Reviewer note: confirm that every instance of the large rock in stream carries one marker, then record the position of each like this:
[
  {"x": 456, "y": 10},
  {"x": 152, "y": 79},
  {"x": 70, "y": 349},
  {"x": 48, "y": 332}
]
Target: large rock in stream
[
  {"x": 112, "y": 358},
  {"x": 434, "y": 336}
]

#### [Problem to solve]
Would you restate the entries word for word, omitting none?

#### [Solution for this task]
Reviewer note: confirm that every instance of the large rock in stream carries one marker, then record the position of each like this:
[
  {"x": 456, "y": 10},
  {"x": 152, "y": 79},
  {"x": 70, "y": 349},
  {"x": 48, "y": 332}
]
Target: large rock in stream
[
  {"x": 112, "y": 358},
  {"x": 434, "y": 336}
]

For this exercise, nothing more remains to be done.